JUVENTUS – MILAN 2:0
Rossoneri zwiększają stratę do czołowej czwórki...
Trener Stefano Pioli wziął udział w konferencji prasowej zorganizowanej w ośrodku Milanello przed pierwszą kolejką nowego sezonu Serie A, w której Milan zmierzy się z Sampdorią:
Nowe nabytki: "Jestem bardzo zadowolony z zawodników, których Milan pozyskał. To piłkarze, którzy mają na koncie trofea, którzy wiedzą, co to znaczy wygrywać i jak być profesjonalistą. Dobrze się wprowadzili do zespołu, który jest zmotywowany i chce się zaprezentować jak najlepiej. Jesteśmy gotowi na poniedziałkowe starcie".
Nowinki w grze Milanu: "Kontynuacja jest ważna w kontekście schematów gry i chcemy wykorzystać naszą przewagę w tym elemencie. W nowoczesnym futbolu nie można jednak opierać się na jednym systemie i ustawieniu. Już w zeszłym sezonie staraliśmy się dokonywać zmian mecz po meczu. Nie jestem przywiązany do żadnego systemu, lecz jedynie do pewnych podstawowych założeń, które w naszym przypadku przewidują szybki i ofensywny styl gry oraz wymagają dużego wysiłku i poświęcenia ze strony całego zespołu. Musimy potwierdzić naszą przynależność do czołówki".

**Dostarczone dane**
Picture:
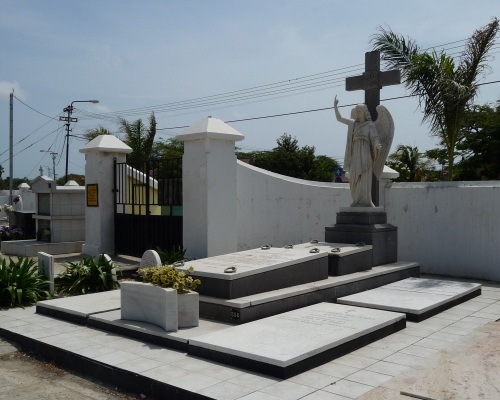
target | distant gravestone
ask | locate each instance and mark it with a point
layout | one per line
(46, 268)
(108, 259)
(150, 258)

**Krótkie zadanie**
Proszę przepisać w całości, bez jakichkolwiek zmian, tekst o Milanie.

**Wynik ćwiczenia**
JUVENTUS – MILAN 2:0
Rossoneri zwiększają stratę do czołowej czwórki...
Trener Stefano Pioli wziął udział w konferencji prasowej zorganizowanej w ośrodku Milanello przed pierwszą kolejką nowego sezonu Serie A, w której Milan zmierzy się z Sampdorią:
Nowe nabytki: "Jestem bardzo zadowolony z zawodników, których Milan pozyskał. To piłkarze, którzy mają na koncie trofea, którzy wiedzą, co to znaczy wygrywać i jak być profesjonalistą. Dobrze się wprowadzili do zespołu, który jest zmotywowany i chce się zaprezentować jak najlepiej. Jesteśmy gotowi na poniedziałkowe starcie".
Nowinki w grze Milanu: "Kontynuacja jest ważna w kontekście schematów gry i chcemy wykorzystać naszą przewagę w tym elemencie. W nowoczesnym futbolu nie można jednak opierać się na jednym systemie i ustawieniu. Już w zeszłym sezonie staraliśmy się dokonywać zmian mecz po meczu. Nie jestem przywiązany do żadnego systemu, lecz jedynie do pewnych podstawowych założeń, które w naszym przypadku przewidują szybki i ofensywny styl gry oraz wymagają dużego wysiłku i poświęcenia ze strony całego zespołu. Musimy potwierdzić naszą przynależność do czołówki".